§ Problem to solve
Please return every line below that contains the string "grass".

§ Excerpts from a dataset
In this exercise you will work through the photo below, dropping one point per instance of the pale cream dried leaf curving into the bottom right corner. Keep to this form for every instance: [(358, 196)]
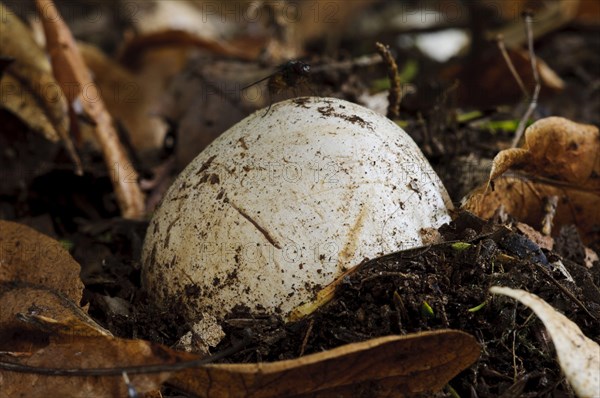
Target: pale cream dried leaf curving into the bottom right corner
[(579, 356)]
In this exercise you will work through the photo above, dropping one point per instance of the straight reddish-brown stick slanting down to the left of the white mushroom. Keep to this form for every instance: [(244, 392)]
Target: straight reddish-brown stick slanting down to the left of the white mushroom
[(74, 77)]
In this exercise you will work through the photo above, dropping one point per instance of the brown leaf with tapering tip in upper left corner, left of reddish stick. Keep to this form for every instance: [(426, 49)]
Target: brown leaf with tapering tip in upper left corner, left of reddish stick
[(28, 88)]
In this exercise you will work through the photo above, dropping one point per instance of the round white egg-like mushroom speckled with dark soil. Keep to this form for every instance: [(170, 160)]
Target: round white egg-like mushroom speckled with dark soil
[(281, 204)]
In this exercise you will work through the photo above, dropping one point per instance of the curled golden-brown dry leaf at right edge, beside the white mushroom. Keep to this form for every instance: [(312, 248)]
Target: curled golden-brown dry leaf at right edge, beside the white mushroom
[(559, 158)]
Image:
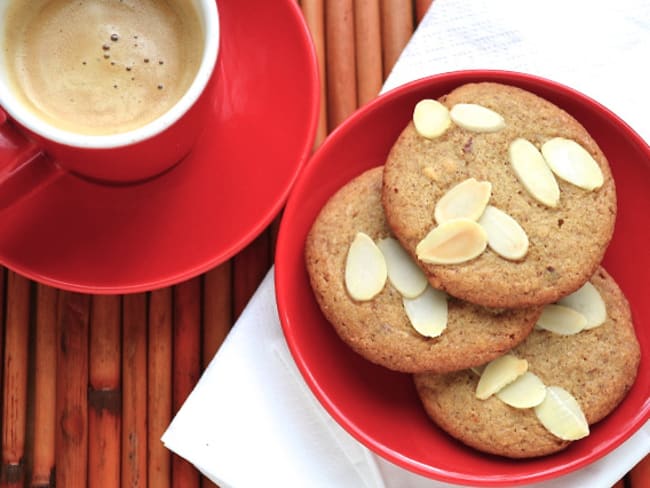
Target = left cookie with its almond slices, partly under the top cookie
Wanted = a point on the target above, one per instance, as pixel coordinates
(375, 323)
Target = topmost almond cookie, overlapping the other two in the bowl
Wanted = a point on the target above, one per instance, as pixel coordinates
(561, 242)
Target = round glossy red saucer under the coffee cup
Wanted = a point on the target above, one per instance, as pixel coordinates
(95, 238)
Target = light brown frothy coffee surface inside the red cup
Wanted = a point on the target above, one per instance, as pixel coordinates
(102, 67)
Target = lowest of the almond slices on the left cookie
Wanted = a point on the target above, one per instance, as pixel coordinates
(428, 312)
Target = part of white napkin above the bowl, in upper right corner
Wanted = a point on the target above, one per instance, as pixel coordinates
(598, 47)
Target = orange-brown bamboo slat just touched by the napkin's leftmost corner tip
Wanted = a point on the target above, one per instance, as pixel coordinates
(159, 388)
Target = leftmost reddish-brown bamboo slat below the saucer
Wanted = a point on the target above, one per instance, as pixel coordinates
(14, 419)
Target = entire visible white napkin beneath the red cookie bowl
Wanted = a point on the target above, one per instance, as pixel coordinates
(251, 420)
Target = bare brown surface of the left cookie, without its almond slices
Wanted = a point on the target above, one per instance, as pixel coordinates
(379, 329)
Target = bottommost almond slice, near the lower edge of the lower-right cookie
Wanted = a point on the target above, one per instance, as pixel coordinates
(561, 415)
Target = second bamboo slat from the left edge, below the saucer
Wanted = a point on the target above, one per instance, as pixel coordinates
(43, 454)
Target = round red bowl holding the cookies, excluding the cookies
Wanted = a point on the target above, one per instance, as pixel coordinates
(379, 407)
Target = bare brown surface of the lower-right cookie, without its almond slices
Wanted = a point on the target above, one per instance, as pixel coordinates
(597, 366)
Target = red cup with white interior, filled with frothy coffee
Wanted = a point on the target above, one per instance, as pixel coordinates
(116, 91)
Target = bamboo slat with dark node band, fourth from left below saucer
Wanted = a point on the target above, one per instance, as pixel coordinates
(104, 395)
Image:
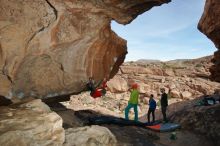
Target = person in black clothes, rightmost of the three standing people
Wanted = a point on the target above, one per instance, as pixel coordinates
(164, 104)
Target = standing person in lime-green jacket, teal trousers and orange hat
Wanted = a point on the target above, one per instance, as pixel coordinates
(133, 102)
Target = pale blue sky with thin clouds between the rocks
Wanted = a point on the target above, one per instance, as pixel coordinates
(166, 32)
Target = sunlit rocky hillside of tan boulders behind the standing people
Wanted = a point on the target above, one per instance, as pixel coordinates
(185, 79)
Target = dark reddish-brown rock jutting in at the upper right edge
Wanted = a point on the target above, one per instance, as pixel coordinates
(210, 25)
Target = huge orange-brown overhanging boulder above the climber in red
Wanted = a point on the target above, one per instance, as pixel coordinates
(51, 47)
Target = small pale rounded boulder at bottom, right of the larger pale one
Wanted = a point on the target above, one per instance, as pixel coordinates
(89, 136)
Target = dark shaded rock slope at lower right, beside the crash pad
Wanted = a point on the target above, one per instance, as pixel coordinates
(204, 120)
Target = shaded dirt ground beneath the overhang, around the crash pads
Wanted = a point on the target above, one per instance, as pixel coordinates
(130, 134)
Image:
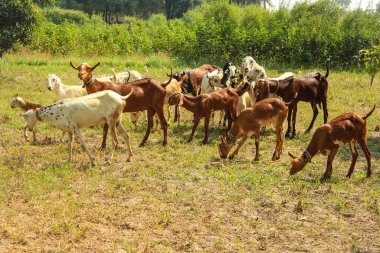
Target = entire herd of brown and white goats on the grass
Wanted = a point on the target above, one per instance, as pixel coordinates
(249, 99)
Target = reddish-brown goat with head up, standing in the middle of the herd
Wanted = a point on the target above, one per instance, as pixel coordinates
(225, 99)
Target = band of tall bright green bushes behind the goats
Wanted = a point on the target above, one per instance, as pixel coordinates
(217, 31)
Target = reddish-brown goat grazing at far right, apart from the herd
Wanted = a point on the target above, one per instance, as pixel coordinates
(347, 128)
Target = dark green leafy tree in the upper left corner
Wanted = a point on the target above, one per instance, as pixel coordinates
(17, 21)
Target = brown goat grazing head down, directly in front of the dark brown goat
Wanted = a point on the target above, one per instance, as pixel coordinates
(270, 111)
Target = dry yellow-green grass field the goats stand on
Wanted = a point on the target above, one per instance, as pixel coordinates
(182, 197)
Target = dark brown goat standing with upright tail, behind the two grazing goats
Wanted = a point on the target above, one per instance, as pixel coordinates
(308, 88)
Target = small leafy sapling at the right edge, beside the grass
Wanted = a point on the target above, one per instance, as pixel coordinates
(371, 60)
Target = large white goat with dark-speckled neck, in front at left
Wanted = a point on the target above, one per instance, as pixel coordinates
(70, 115)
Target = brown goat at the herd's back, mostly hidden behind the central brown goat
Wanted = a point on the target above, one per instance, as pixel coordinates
(192, 79)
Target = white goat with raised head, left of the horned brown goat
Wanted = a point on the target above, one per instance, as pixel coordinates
(54, 83)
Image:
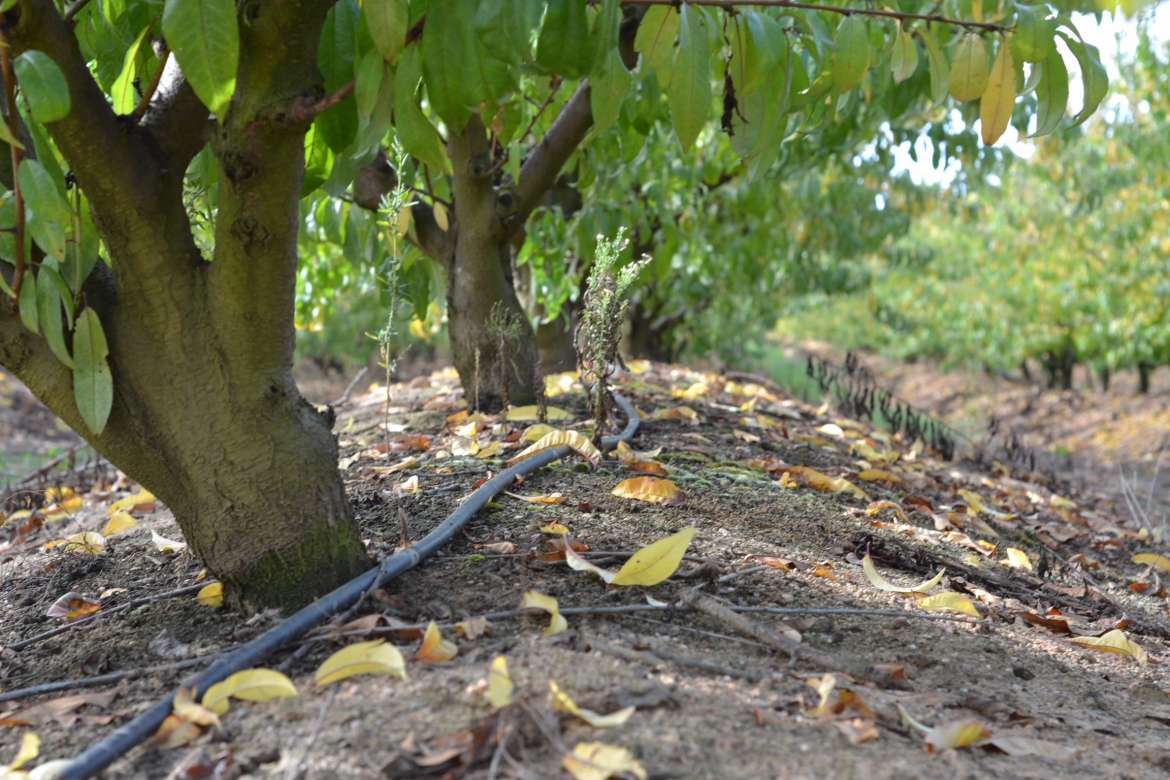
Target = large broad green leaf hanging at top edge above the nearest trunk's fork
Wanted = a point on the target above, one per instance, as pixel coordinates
(205, 39)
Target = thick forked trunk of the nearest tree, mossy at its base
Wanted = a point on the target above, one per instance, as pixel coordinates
(207, 413)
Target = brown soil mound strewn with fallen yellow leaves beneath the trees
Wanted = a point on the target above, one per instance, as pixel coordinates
(787, 500)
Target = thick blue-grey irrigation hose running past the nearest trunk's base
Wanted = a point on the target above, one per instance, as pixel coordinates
(100, 756)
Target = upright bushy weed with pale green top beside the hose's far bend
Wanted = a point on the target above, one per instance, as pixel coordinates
(601, 328)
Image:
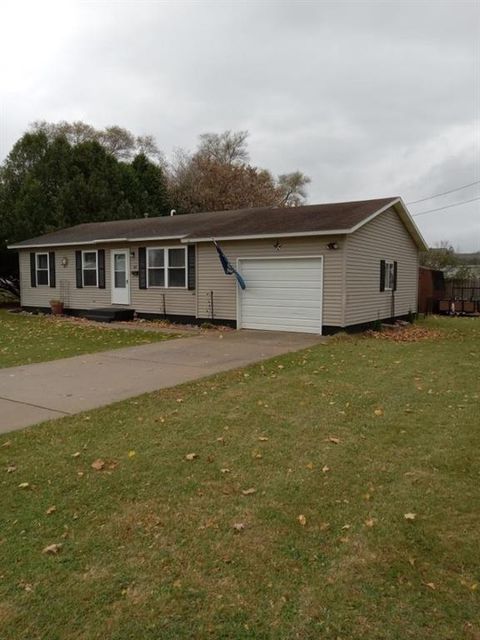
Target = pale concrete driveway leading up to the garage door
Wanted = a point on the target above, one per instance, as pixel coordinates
(37, 392)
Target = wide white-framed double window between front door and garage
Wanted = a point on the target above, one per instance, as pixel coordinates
(167, 267)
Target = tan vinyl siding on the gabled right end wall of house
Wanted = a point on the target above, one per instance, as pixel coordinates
(384, 238)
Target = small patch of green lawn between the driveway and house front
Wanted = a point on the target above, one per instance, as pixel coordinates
(25, 338)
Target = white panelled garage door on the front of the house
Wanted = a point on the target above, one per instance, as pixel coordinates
(282, 294)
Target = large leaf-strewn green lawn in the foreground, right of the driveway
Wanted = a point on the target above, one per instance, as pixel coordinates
(351, 435)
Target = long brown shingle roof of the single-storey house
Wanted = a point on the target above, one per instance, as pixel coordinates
(321, 218)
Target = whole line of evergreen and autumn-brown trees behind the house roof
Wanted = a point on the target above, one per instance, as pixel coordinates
(61, 174)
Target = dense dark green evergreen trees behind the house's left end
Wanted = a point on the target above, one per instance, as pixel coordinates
(47, 183)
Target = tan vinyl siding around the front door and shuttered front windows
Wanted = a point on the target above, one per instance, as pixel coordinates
(177, 301)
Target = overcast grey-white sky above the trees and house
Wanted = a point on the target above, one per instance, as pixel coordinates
(369, 99)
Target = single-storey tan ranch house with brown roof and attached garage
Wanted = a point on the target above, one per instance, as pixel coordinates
(315, 268)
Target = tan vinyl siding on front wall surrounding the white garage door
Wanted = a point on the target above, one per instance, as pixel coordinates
(210, 275)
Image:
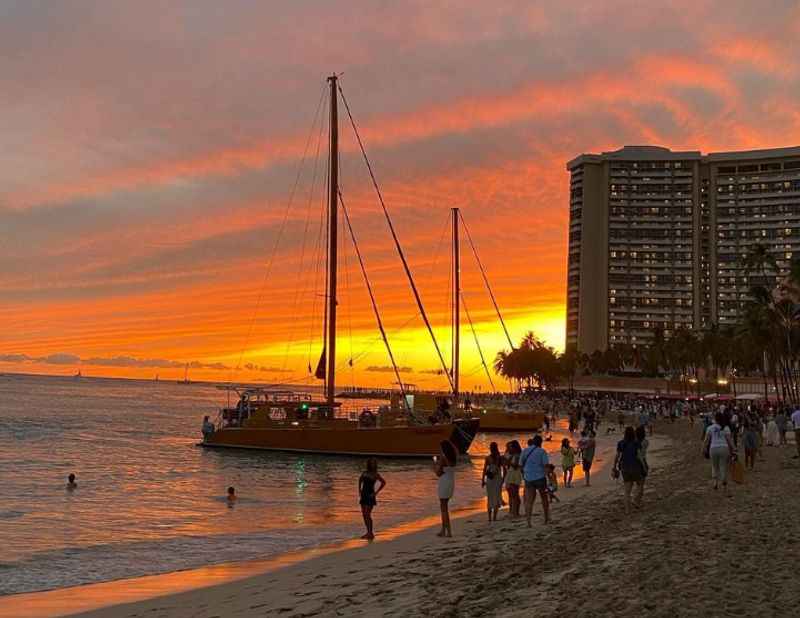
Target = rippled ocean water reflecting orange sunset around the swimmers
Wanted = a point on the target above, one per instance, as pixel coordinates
(150, 501)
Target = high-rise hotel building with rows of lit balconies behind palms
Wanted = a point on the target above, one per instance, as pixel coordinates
(656, 238)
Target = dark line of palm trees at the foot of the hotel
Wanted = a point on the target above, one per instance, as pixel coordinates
(763, 341)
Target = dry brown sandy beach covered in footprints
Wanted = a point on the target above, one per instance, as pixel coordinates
(689, 552)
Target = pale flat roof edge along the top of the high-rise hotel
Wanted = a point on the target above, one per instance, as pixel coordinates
(661, 153)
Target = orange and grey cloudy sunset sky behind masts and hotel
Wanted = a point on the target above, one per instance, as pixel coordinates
(150, 150)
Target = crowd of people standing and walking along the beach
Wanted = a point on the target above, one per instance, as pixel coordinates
(527, 473)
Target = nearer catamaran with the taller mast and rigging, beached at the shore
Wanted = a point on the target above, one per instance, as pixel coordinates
(287, 421)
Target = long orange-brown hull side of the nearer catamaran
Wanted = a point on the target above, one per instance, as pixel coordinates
(404, 441)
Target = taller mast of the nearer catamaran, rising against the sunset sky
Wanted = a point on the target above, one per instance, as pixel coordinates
(333, 220)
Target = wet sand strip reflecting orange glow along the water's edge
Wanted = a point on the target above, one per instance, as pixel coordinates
(112, 597)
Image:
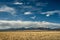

§ Answer section
Target = entire herd of brown and white goats on the grass
Target = dry yellow-green grass field the goats stand on
Target = small leafy sapling at the right edge, beside the grass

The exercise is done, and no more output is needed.